■ Description of the task
Exact copies are required of the lines from the line containing "TARGET = tree foliage" through the final line of the listing, both included, and of no other lines.
========================
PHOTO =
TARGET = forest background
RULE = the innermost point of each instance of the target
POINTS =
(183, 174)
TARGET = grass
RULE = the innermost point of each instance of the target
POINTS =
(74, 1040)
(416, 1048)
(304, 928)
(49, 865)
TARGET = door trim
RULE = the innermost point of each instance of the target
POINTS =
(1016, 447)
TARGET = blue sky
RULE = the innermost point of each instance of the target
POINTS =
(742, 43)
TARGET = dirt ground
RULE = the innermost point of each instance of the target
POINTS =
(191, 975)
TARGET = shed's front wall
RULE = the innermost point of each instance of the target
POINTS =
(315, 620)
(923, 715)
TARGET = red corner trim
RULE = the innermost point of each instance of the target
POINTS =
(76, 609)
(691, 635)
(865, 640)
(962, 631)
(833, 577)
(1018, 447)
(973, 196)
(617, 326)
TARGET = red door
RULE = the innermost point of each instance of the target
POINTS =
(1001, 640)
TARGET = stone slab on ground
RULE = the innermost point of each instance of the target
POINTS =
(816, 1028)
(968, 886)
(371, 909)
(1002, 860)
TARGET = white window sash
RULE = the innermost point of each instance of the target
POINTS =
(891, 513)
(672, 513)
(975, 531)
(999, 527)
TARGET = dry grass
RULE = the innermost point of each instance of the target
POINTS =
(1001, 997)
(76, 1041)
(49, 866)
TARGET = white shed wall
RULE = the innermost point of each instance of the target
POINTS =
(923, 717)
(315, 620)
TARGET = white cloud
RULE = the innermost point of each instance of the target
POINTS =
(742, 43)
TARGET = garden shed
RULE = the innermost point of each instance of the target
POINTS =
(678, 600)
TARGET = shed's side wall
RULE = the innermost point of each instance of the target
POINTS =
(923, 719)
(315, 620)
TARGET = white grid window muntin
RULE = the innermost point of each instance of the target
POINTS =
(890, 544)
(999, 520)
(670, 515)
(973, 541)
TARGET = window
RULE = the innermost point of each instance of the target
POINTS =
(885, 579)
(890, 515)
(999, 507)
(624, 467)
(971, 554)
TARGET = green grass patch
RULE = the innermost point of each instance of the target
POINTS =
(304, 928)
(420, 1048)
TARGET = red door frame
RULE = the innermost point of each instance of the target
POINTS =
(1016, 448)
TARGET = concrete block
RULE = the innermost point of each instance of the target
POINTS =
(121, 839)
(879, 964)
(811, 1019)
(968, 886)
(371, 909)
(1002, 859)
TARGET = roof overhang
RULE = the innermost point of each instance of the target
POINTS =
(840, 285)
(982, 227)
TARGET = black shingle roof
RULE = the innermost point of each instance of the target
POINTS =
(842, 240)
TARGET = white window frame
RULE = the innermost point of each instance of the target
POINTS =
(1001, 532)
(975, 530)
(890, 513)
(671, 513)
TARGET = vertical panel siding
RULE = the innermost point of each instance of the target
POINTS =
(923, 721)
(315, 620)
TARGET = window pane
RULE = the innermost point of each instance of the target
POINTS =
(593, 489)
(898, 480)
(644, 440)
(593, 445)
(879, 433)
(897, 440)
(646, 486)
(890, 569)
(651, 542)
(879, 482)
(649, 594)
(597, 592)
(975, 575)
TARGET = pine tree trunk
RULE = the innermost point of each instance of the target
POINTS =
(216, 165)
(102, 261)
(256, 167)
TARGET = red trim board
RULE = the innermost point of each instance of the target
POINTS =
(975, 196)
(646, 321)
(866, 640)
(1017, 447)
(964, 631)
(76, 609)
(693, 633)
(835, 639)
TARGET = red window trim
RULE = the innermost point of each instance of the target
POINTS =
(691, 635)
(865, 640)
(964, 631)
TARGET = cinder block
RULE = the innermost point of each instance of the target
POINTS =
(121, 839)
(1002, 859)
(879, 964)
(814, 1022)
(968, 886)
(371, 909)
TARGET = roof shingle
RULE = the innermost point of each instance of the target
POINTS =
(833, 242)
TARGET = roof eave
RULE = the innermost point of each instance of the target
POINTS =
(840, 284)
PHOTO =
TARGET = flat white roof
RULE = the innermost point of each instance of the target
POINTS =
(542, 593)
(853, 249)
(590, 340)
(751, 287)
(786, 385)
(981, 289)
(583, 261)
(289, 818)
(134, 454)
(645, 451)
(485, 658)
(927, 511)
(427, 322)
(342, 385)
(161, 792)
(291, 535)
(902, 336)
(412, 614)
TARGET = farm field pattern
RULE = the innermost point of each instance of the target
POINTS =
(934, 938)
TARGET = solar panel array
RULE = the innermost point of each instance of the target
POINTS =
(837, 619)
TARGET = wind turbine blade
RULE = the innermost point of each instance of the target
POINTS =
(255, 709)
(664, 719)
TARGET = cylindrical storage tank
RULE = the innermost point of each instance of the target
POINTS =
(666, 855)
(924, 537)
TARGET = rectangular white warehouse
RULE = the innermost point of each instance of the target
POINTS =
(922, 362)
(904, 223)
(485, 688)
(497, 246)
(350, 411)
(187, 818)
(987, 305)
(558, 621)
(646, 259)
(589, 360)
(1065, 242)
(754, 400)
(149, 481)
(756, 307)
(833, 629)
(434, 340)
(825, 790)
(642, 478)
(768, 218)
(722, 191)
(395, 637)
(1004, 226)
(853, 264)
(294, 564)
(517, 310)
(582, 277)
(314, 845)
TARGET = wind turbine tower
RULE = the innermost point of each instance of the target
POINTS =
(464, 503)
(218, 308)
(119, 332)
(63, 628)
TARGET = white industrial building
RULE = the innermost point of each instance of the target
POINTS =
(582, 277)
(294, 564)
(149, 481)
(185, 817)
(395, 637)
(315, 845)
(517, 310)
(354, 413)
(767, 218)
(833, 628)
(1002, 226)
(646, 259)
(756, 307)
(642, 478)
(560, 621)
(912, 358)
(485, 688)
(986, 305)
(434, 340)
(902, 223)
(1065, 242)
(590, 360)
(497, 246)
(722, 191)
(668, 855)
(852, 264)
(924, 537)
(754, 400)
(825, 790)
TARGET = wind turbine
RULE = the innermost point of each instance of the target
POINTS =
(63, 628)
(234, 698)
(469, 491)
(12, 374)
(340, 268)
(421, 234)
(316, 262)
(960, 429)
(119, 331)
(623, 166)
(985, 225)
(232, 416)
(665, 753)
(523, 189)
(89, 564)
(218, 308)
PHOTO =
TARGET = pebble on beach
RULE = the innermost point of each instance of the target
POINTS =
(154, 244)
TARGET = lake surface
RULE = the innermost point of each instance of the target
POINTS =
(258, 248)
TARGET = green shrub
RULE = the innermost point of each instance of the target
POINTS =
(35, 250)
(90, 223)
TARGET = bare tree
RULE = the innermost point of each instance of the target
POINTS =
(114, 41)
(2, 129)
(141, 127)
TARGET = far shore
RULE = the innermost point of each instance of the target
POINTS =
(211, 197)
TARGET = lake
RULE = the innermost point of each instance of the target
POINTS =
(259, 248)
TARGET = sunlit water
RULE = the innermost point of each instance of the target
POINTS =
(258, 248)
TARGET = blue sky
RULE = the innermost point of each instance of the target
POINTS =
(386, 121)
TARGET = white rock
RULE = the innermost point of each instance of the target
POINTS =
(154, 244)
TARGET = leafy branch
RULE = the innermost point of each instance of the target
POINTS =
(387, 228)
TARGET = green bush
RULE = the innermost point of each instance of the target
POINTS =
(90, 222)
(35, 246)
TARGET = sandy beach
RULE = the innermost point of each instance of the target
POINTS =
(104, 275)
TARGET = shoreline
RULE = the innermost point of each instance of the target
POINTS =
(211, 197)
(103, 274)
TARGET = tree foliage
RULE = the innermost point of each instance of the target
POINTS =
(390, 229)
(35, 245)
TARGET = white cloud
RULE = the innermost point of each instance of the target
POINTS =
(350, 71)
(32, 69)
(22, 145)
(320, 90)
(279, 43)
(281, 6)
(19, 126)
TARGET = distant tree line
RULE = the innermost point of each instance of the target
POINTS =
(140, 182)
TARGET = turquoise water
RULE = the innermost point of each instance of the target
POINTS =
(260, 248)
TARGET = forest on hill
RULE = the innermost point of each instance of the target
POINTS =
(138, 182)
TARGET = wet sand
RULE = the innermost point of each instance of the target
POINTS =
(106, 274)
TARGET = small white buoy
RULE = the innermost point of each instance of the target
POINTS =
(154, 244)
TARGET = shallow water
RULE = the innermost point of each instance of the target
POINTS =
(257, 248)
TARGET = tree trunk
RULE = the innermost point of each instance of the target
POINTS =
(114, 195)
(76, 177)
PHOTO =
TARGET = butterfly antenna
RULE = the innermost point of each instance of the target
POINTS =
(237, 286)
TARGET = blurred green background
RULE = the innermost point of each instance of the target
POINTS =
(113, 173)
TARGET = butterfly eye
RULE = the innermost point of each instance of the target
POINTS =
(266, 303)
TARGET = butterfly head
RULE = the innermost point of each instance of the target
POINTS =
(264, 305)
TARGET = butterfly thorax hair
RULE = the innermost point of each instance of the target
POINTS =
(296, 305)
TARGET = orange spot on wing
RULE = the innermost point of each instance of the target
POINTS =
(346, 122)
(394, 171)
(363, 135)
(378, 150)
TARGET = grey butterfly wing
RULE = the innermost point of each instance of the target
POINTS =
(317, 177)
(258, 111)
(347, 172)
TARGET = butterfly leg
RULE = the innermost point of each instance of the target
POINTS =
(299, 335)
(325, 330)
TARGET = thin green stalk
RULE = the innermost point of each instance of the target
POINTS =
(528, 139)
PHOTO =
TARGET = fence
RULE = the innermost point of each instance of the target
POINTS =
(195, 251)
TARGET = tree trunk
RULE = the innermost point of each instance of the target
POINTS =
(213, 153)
========================
■ Expected answer
TARGET = tree foliage
RULE = the innermost point of each instance of the target
POINTS =
(390, 229)
(35, 245)
TARGET = white cloud
RULE = the innermost point of each instance of the target
POINTS =
(350, 71)
(32, 69)
(22, 145)
(320, 90)
(279, 43)
(281, 6)
(19, 126)
TARGET = distant tree line
RULE = the innermost point of each instance of the target
POINTS =
(140, 182)
TARGET = turquoise water
RULE = the innermost point of each instance of the target
POINTS =
(260, 248)
TARGET = forest on hill
RULE = the innermost point of each instance of the target
POINTS =
(138, 182)
TARGET = wet sand
RULE = the innermost point of each instance of the target
POINTS =
(106, 274)
TARGET = small white buoy
RULE = the innermost point of each instance of the target
POINTS =
(154, 244)
TARGET = shallow water
RULE = the innermost point of each instance of the target
POINTS =
(257, 248)
TARGET = tree trunk
RULE = the innermost point of each instance of the target
POINTS =
(114, 195)
(76, 177)
PHOTO =
TARGET = butterfly antenna
RULE = the innermost point of each instance of the target
POINTS =
(237, 286)
TARGET = blurred green background
RULE = the innermost point of each instance of the target
POINTS =
(113, 173)
TARGET = butterfly eye
RULE = the innermost point of each instance of the target
POINTS =
(266, 303)
TARGET = butterfly head
RULE = the innermost point of each instance of the target
POINTS =
(264, 305)
TARGET = butterfly thorax hair
RULE = the innermost point of each instance of the target
POINTS =
(296, 305)
TARGET = orange spot on wing
RULE = the innermost point of each instance of the target
POINTS =
(346, 122)
(394, 171)
(363, 135)
(378, 150)
TARGET = grey butterfly wing
RULE = the innermost point of each instance of the target
POINTS =
(317, 177)
(258, 111)
(347, 172)
TARGET = butterfly leg
RULE = the innermost point of each instance of the target
POINTS =
(299, 335)
(325, 330)
TARGET = thin green stalk
RULE = the innermost point of each instance of the target
POINTS =
(528, 139)
PHOTO =
TARGET = fence
RULE = the innermost point of each instance of the target
POINTS =
(195, 251)
TARGET = tree trunk
RULE = the innermost point of each instance of the target
POINTS =
(213, 153)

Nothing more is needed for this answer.